• [What you are asked to do] All lines from the one containing "Target: small green leaf" through the last line of the listing below are to be copied exactly. Exclude the pictures.

• [Task data]
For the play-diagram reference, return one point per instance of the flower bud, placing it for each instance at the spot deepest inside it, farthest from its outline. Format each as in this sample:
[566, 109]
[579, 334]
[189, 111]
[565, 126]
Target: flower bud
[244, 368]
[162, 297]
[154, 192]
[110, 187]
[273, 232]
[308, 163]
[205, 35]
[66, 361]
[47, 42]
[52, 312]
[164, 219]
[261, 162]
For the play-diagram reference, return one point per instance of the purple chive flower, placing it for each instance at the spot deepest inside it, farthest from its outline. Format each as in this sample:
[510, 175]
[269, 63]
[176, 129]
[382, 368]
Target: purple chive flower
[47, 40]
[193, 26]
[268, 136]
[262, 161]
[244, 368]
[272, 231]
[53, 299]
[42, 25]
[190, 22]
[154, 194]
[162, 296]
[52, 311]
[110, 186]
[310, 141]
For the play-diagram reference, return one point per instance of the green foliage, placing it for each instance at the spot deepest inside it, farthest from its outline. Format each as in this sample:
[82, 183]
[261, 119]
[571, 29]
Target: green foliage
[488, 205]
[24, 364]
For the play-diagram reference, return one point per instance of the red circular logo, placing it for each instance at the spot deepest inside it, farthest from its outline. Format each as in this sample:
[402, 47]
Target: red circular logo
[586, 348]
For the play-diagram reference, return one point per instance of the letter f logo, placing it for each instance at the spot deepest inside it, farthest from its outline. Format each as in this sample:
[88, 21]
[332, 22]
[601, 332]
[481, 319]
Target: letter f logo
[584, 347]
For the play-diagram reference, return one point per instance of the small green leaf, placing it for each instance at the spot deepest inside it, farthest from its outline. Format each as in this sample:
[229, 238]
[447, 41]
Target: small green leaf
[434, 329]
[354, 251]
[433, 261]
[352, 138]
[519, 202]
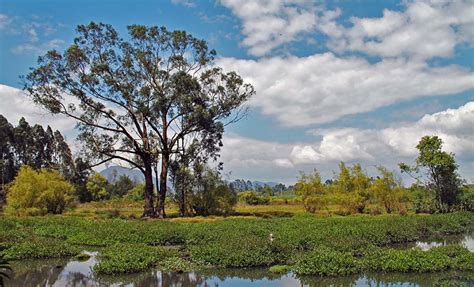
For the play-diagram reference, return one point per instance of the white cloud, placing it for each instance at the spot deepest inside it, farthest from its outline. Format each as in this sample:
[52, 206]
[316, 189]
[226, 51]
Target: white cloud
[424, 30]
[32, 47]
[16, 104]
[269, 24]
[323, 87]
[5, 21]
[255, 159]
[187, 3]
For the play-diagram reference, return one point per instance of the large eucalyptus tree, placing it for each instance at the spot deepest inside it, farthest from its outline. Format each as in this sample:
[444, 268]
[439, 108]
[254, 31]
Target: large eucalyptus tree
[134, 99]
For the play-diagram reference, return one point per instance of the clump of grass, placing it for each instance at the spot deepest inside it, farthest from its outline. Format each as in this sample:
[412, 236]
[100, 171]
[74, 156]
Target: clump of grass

• [Task output]
Target: small green leaf
[434, 329]
[354, 251]
[433, 261]
[352, 138]
[519, 202]
For the play-diagram reference, return one point per instance of the white cloud, placing it for each instance at the spot deepest inside it, farthest from its outline. Format each as in this sample:
[52, 206]
[316, 189]
[226, 51]
Target: white cloud
[424, 30]
[32, 47]
[16, 104]
[269, 24]
[323, 87]
[5, 21]
[255, 159]
[187, 3]
For the play-diagram reference, return one point per instance of the large eucalyptus tree, placing it for each instance at the spot deepest inside it, farthest from its outline. Format each as in this sample:
[444, 268]
[439, 108]
[254, 31]
Target: large eucalyptus tree
[134, 99]
For the play-diagram reference, return one point per instance of the clump of grass, placing it for each instance at the spot deepest inside it, farthest from its outline. Format each as in this sample:
[412, 236]
[100, 171]
[74, 156]
Target: clump of grass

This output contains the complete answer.